§ **Passage to read**

__________

While most people will tell you that Canon is the way to go if you want to photograph insects (largely due to that one lens), the Nikon macro flash system will make your Canon loving photo buddies swoon.  It comes with two wireless flashes that you can position anywhere you’d like along the ring – or remove entirely from the camera as needed without any special adapters or cables.  It really is a great flash system, and one reason I love my Nikon gear.

It can be really fun to photograph insects in whiteboxes from time to time!  If you’re looking for a more budget-friendly photo gift, there are several commercially available whitebox options, such as this one:


There are cheaper models than this on the market (like the one I own), or you can make your own whitebox out of a cardboard box and printer paper for far less than this swanky model, but this one looks really nice.   My whitebox also has the whole front of the box open so the insects readily escape if I don’t pay close attention.  The whitebox above looks like a great way to both contain the insects you want to photograph AND provide a crisp white background that will highlight even the most drab insect’s beauty.

The Bookworm

You probably all know that I’m a huge book lover.  Seriously, I have 9 large bookcases FULL of books, plus a Kindle filled with hundreds more.  It would feel wrong if I didn’t mention at least a few books on my holiday gift guide!  You really can’t go wrong with field guides.  Just pick a topic that the special entomologist in your life loves and look for something appropriate for the region where he/she lives.  I, for example, would love for someone to send me either the Field Guide to Freshwater Invertebrates of North America or Damselflies of the Northeast for Christmas.  They’re great books!

Coffee table books can make fun gifts too.  I recently discovered a photography book called A World in One Cubic Foot that I’m very excited about.  It features photos of organisms that were found in a one cubic foot area over a 24 hour period – and the results are AMAZING!  I added it to my personal Christmas wishlist.  Anything by Piotr Naskrecki is well worth the money as well.  I especially love The Smaller Majority, though Relics is also a superb book.

For the right kind of person, vintage entomology texts can make great gifts!  Find a great used bookstore in your area and take a look in the insect section and you might walk away with an old gem of an insect book.  I especially love the ones that have lots of engravings in them.  Every now and again you’ll come across something really special, like a book with hand printed engravings.  These can be very expensive if the bookstore knows what it’s doing or specializes in old/rare books, but library book sales, rummage sales, thrift stores, and garage sales can sometimes yield very cheap, very interesting finds!  Plus, it’s fun to hunt for something and then find the perfect gift lurking under a pile of old toys.

The Adventurous gourmand

Last, but not least, I give you insect gift ideas for foodies!  There are tons of edible insects out there, if you know where to look.  Thai import shops can have some interesting options, such as this giant water bug chile dipping sauce:

Water bug dipping sauce

Honestly, I’m not even sure what you’d use this sauce for, but perhaps you can consider that part of the adventure!  The same website offers several other edible insects options, including bags of freeze-dried giant water bugs, centipede infused whiskey (though I really don’t recommend trying that – centipedes are venomous, and the bottle looks more like it belongs in a natural history museum than your kitchen…), and chocolate covered silkworm pupae.  Most of the imported edible insects have been dead for quite some time, however.  Let’s say you want to make chocolate chirp cookies for an insect loving giftee and you need some of these:


Head to your local pet store and buy bulk crickets there!  They’re in the reptile section usually, or sometimes with the fish.  You can also order them online from places like Fluker Farms.  The insects raised to be fed to reptiles and amphibians are generally safe for human consumption, though you might want to ask for more details about how the crickets or mealworms are reared just to be sure.

__________

§ **What is asked**
Answer these questions from the insect gift guide:
1. How many wireless flashes come with the Nikon macro flash system?
2. How many large bookcases does the writer own?
3. In which section of a pet store are crickets usually found?

§ **Data extract**
__________

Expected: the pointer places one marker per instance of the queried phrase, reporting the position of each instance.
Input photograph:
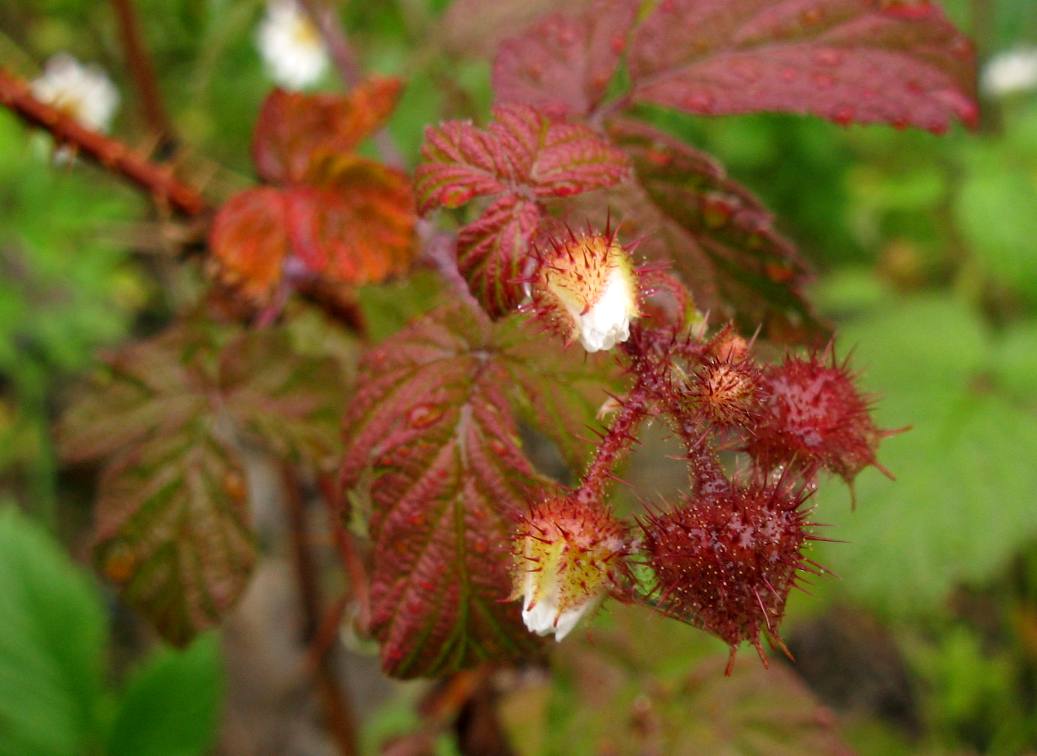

__________

§ **Reply**
1. Two.
2. Nine.
3. The reptile section, or sometimes with the fish.